▶ _Aufgabe 1_
Such aus den Einträgen jede Zeile heraus, in der das Wort "Target" steht, und schreib sie ab. Groß- und Kleinschreibung zählt.

== Text ==

Abgesehen davon, dass dieses Publikum offensichtlich seinen Spaß hatte, den ich hier auch in keiner Weise schmälern, schlecht reden oder mich in irgendeiner Weise darüber erheben möchte, wirft der Abend für mich einige Fragen auf. Obwohl Heino und Band trotz des schlecht besuchten Konzertes absolut souverän agierten (was bei Heinos Bühnenerfahrung allerdings auch selbstverständlich sein sollte) und an handwerklichen Qualitäten der Musiker auch nichts auszusetzen war, wirkte die von Heino gespielte Rocker-Attitüde aufgesetzt, unehrlich und letztlich lächerlich. Heino IST KEIN Rocker. Auch wenn er das permanent behauptet. Schließlich habe er ja schon 1965 eine Lederjacke getragen. Eine Lederjacke macht noch keinen Rocker und auch ein Totenkopfring nützt da wenig. Und – das hat nichts mit seinem Alter zu tun. Mick Jagger, Udo Lindenberg usw., usw. haben ebenfalls die 70 überschritten. Und sie wirken eben nicht lächerlich. Sie sind authentische Repräsentanten eines Lebensgefühls. Dieses Lebensgefühl, das unterstelle ich, ist Heino so fremd, wie Iggy Pop erzgebirgische Schnitzkunst.

===

▶ _Aufgabe 2_
Stimmen diese Aussagen mit dem Text über Heinos Konzert überein? Antworte jeweils mit Ja oder Nein und zitiere die entscheidenden Worte genau.
(a) Das Konzert war gut besucht.
(b) An den handwerklichen Fähigkeiten der Musiker gab es nichts auszusetzen.
(c) Heino wirkt lächerlich, weil er schon über 70 ist.

== Zu bearbeitende Einträge ==

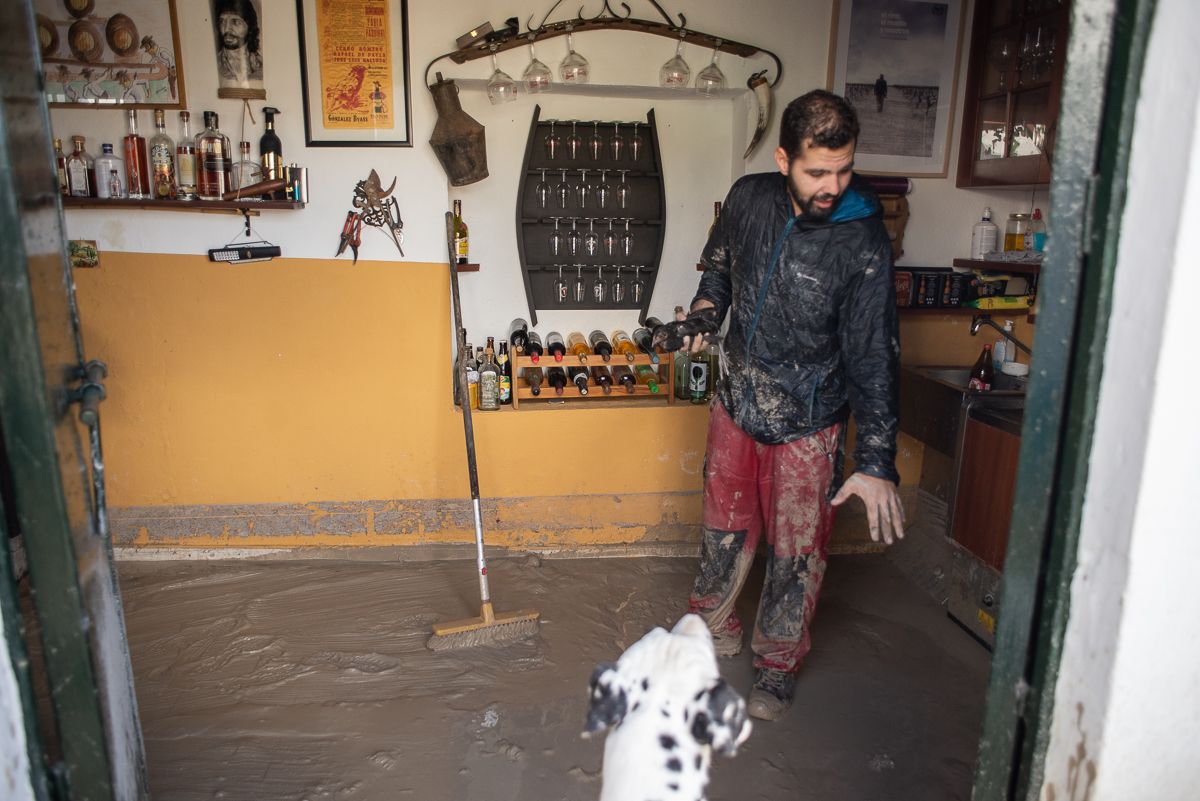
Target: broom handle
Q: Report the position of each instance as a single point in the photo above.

===
== Zu bearbeitende Einträge ==

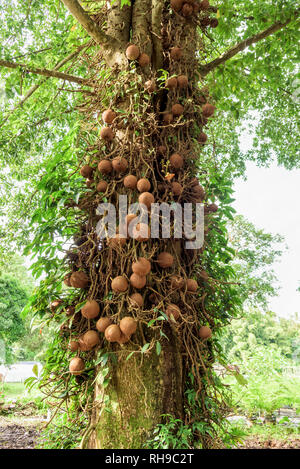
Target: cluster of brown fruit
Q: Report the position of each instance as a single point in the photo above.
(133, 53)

===

▶ _Lösung 1_
Target: broom handle
Target: cluster of brown fruit

▶ _Lösung 2_
(a) Nein: „trotz des schlecht besuchten Konzertes“
(b) Ja: „an handwerklichen Qualitäten der Musiker auch nichts auszusetzen war“
(c) Nein: „das hat nichts mit seinem Alter zu tun“